» PROBLEM REQUIREMENTS:
Gather every line of the rows below that contains the string "leafed", and list those lines in the order they appear.

###

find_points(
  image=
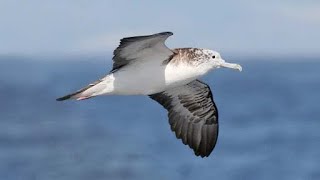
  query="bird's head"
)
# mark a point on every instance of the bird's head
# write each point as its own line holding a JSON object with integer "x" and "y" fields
{"x": 214, "y": 60}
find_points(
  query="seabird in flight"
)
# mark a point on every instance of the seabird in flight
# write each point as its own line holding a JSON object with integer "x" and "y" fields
{"x": 144, "y": 65}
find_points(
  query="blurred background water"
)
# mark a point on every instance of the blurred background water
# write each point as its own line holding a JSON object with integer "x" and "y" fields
{"x": 269, "y": 125}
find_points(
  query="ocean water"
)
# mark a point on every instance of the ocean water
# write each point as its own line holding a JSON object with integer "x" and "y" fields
{"x": 269, "y": 125}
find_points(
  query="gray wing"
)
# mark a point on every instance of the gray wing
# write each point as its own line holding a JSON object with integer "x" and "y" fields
{"x": 193, "y": 115}
{"x": 141, "y": 47}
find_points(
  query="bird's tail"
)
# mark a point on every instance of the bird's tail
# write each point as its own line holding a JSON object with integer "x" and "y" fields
{"x": 84, "y": 93}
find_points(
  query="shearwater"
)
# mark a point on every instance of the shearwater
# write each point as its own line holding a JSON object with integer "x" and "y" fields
{"x": 144, "y": 65}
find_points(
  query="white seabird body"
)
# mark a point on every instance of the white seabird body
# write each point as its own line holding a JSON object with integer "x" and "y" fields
{"x": 143, "y": 65}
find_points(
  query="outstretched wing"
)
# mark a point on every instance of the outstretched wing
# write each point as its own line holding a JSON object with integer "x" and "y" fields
{"x": 141, "y": 47}
{"x": 193, "y": 115}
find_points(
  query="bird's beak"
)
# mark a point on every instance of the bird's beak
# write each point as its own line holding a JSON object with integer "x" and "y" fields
{"x": 223, "y": 63}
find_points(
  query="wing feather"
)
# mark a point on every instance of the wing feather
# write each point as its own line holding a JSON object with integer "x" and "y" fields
{"x": 193, "y": 115}
{"x": 141, "y": 47}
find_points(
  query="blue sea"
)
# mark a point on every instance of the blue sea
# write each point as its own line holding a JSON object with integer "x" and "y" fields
{"x": 269, "y": 124}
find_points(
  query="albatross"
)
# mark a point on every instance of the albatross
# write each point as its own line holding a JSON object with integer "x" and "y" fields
{"x": 144, "y": 65}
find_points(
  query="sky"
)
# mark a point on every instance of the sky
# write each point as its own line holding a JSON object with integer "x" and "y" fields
{"x": 245, "y": 27}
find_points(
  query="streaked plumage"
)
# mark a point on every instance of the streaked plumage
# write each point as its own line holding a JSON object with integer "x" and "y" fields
{"x": 143, "y": 65}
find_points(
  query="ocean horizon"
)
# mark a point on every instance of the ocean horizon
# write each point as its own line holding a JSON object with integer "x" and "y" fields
{"x": 269, "y": 123}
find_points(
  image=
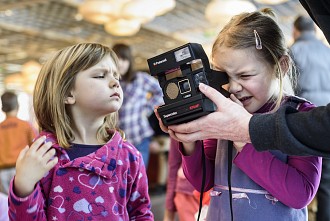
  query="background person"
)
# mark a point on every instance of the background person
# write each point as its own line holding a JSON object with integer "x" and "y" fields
{"x": 312, "y": 58}
{"x": 142, "y": 93}
{"x": 15, "y": 134}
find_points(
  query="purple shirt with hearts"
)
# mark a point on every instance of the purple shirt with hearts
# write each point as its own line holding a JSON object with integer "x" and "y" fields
{"x": 108, "y": 184}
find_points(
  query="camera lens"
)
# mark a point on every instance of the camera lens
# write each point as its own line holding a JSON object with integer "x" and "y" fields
{"x": 184, "y": 86}
{"x": 200, "y": 78}
{"x": 172, "y": 91}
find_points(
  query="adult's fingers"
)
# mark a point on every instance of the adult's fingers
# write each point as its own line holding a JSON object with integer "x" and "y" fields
{"x": 161, "y": 125}
{"x": 22, "y": 153}
{"x": 37, "y": 143}
{"x": 44, "y": 148}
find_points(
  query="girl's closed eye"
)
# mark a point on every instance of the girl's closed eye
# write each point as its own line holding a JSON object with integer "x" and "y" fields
{"x": 100, "y": 76}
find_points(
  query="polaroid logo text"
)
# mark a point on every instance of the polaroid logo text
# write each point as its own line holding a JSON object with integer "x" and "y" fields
{"x": 160, "y": 62}
{"x": 170, "y": 114}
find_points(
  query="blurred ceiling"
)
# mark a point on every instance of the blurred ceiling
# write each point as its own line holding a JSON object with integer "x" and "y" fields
{"x": 33, "y": 29}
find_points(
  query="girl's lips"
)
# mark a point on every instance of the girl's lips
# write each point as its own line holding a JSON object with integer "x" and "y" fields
{"x": 115, "y": 95}
{"x": 243, "y": 100}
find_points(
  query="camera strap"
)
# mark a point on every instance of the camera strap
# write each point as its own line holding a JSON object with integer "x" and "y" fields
{"x": 203, "y": 183}
{"x": 230, "y": 159}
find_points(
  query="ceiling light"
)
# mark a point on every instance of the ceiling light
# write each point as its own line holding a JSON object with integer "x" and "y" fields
{"x": 122, "y": 27}
{"x": 221, "y": 11}
{"x": 115, "y": 14}
{"x": 271, "y": 2}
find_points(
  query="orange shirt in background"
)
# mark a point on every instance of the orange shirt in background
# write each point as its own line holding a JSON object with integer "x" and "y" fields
{"x": 15, "y": 134}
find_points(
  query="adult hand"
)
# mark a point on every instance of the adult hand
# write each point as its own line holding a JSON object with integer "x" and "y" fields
{"x": 32, "y": 164}
{"x": 230, "y": 121}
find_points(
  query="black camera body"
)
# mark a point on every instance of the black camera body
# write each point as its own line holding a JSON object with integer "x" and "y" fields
{"x": 179, "y": 72}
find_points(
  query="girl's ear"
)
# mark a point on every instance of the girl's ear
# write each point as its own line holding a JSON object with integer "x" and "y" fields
{"x": 284, "y": 64}
{"x": 70, "y": 99}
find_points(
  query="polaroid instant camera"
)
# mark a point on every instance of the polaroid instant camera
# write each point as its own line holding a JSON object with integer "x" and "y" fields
{"x": 179, "y": 73}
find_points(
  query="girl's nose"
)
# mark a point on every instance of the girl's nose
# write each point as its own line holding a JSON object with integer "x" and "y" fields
{"x": 234, "y": 86}
{"x": 114, "y": 82}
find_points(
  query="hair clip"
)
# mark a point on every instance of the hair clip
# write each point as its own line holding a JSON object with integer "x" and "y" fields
{"x": 258, "y": 40}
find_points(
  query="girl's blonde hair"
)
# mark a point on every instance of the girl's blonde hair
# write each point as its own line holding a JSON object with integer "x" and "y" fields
{"x": 55, "y": 81}
{"x": 239, "y": 33}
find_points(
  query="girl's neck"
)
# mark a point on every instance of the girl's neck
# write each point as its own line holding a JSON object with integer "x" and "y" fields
{"x": 85, "y": 132}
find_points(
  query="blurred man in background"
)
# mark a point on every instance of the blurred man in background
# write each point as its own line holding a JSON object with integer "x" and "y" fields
{"x": 312, "y": 58}
{"x": 15, "y": 134}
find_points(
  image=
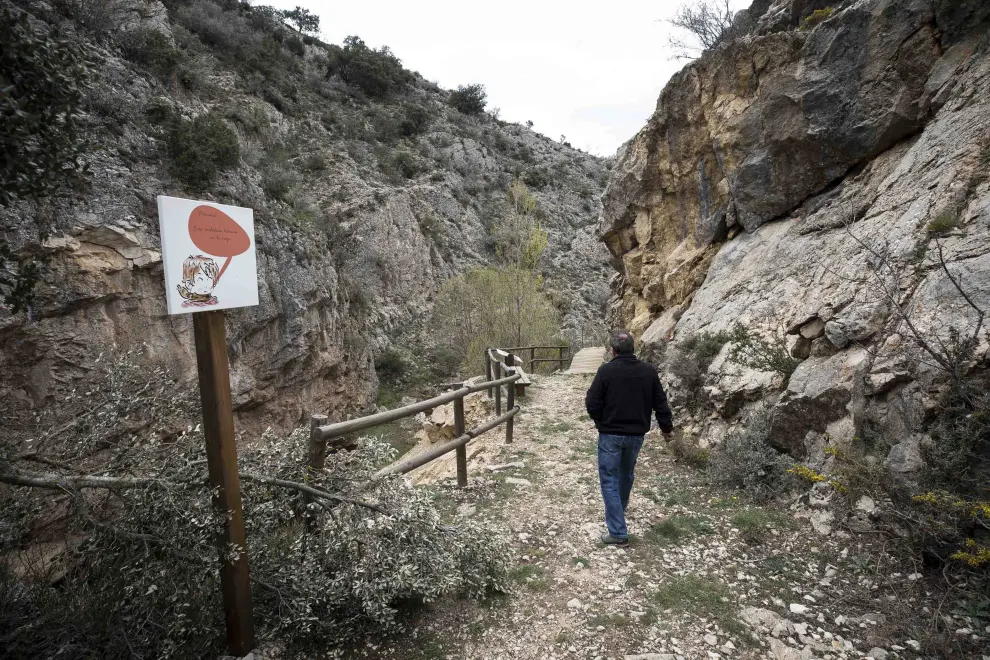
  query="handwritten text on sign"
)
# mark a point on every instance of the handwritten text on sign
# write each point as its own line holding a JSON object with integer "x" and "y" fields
{"x": 202, "y": 242}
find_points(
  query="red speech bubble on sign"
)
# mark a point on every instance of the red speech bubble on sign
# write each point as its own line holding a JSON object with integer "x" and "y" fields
{"x": 214, "y": 232}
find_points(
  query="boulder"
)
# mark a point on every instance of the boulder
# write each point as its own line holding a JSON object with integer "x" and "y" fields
{"x": 817, "y": 395}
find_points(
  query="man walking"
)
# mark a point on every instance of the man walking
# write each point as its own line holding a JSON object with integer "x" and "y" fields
{"x": 623, "y": 394}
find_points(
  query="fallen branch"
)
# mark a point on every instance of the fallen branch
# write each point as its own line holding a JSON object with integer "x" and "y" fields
{"x": 309, "y": 490}
{"x": 75, "y": 482}
{"x": 70, "y": 482}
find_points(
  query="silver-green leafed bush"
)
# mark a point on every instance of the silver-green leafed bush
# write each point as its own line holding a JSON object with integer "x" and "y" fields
{"x": 746, "y": 461}
{"x": 140, "y": 575}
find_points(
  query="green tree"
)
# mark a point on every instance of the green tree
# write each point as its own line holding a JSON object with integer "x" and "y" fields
{"x": 519, "y": 246}
{"x": 378, "y": 73}
{"x": 469, "y": 99}
{"x": 42, "y": 79}
{"x": 200, "y": 149}
{"x": 489, "y": 307}
{"x": 304, "y": 20}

###

» CORRECT OUTPUT:
  query="silver-green leafed bush"
# mark a point on every instance of the silver-green leafed bush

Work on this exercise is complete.